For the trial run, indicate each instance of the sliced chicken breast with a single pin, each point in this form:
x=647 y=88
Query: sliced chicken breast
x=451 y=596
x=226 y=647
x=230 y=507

--

__GOAL__: Rewrite the listing above with "sliced chicken breast" changed to "grilled chicken thigh" and everything else kept the same.

__RESULT__:
For the trial run, indicate each instance of the grilled chicken thigh with a single pin, each point in this form:
x=647 y=88
Query: grilled chicken thigh
x=451 y=596
x=226 y=647
x=230 y=507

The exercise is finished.